=== WORK TO DO ===
A - From the motorcycle tuning notes, copy word for word the part that starts with the words containing "Exhausts: The standard" and ends with "from Gibson themselves.".
B - Pick up the motorcycle tuning notes on exhausts and gearing after their last sentence and keep writing.

=== PAGE EXCERPT ===
***

Exhausts: The standard pipes give good power but are heavy and restrict revving to under 10,000, chopping the end baffle down to the cap is supposed to add a horsepower or two at the top end. Some tuners cut open the pipes and remove the internal baffles which is supposed to boost power more.

Expansion pipes: Most run Jolly Motos or Gibson pipes which give a boost in top end power by allowing the bikes to rev higher, Jolly Motos are sometimes available from YPM members or Stan Stephens, the Gibsons from Gibson themselves.

Others: I run pipes by Martin77  designed for a TDR, still in development but they work well along similar lines to the standards but weigh far less. Swarbricks used to be the norm a few years ago but they make the bike rev far higher than I would want to go and the resulting midrange hole is difficult to ride round. Nikkons: A couple of people have used them, but ground clearance seems to be an issue as they are quite fat, unavailable new now but they do turn up second hand. I actually use Nikkon end cans which are truly beautiful!

Gearing: I ran 14/42 for most of the season, 14/41 at Snetterton and I will probably run 14/43 at Lydden. Another topic for an argument, but unless you are a front runner I'm not convinced messing around with it makes an awful lot of difference. 14/41 is Standard gearing by the way. Some run a 15 front sprocket with the appropriate rear to equalise the gearing, 520 race chain from the likes of Izumi etc. is the way to go, and with that gearing selection you can hard link it and not loose the spring clip. If you want to run a clip then lockwire it round the middle.

***

=== RECORDS SHOWN ===
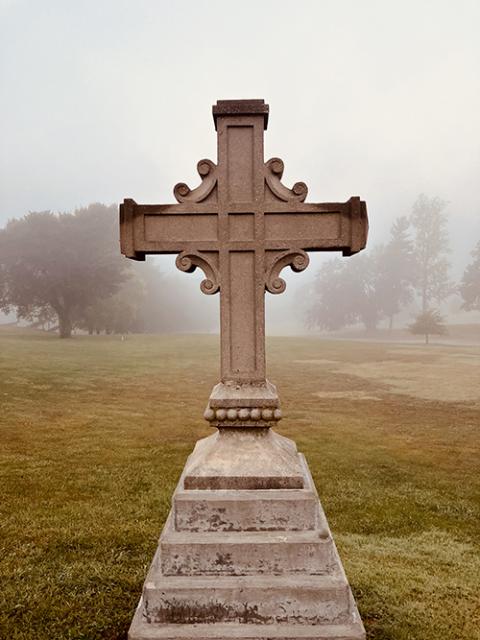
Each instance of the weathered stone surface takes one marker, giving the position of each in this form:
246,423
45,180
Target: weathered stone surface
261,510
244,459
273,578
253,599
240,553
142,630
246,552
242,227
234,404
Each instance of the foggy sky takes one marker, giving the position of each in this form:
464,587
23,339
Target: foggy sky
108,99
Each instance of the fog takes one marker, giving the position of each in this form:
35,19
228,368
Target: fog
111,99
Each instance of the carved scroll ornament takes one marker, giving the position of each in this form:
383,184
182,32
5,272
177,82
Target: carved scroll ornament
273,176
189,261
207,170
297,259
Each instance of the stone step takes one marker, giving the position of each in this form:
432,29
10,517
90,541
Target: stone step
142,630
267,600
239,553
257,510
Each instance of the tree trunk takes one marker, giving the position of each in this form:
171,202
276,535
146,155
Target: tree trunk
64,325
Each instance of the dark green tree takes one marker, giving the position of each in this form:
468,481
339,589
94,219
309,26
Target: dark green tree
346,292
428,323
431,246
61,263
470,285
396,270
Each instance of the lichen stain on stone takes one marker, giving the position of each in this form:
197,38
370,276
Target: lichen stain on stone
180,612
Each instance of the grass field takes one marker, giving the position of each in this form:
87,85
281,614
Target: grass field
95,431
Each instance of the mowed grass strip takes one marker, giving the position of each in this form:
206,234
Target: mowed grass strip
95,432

***

=== RESULTS FOR THE EXERCISE ===
A -
Exhausts: The standard pipes give good power but are heavy and restrict revving to under 10,000, chopping the end baffle down to the cap is supposed to add a horsepower or two at the top end. Some tuners cut open the pipes and remove the internal baffles which is supposed to boost power more.

Expansion pipes: Most run Jolly Motos or Gibson pipes which give a boost in top end power by allowing the bikes to rev higher, Jolly Motos are sometimes available from YPM members or Stan Stephens, the Gibsons from Gibson themselves.

B -
Wheels and tyres:
Rear: Dunlop GPr70, available through the YPM club to fit on a 3.5 rim from a later TZR2502xt, FZR250, TZR125RR. Nothing else.
Front: Standard 2.15 rim with a Road Legal tyre of your choice. Bridgestone 090 in 110/70 is the choice of most of the field, but Dunlop qualifier and Alpha 10 have been used by some.

Lockwiring: Drill and lockwire both sump plugs and the gearbox filler cap. This is mandatory. I also run a length of wire to catch the radiator cap if it falls off. It's a good idea to drill and lockwire the front calliper bolts as well!

Spares: Yes you will need them! Stickyouty bits fair worse in a crash, so complete footrests, levers and possibly bars are a good idea. Fairings can normally be bodged to get the bike out again, but a large selection of cable ties, a fibreglass repair kit, pop riveter and suitable alloy sheet are probably a good idea. Cdi and powervalve controller, stator and flywheel, servo motor and if possible a spare engine! We also take a spare rad, front brake setup, clutch cover, forks and petrol tank (God knows why but I'm frightened to leave it behind now just in case). If you've got it , take it, the day you leave it behind is the day you will need it!

The YPM class is superb in respects of how much help and advice competitors give each other, if in doubt ask a few people your questions. I've seen Pat Herron weld a set of pipes up in a tent in France and a queue ten deep at Snetterton waiting for Gaz Buttons skill with a blow lamp!

Whatever you do go out, have fun and bring beer!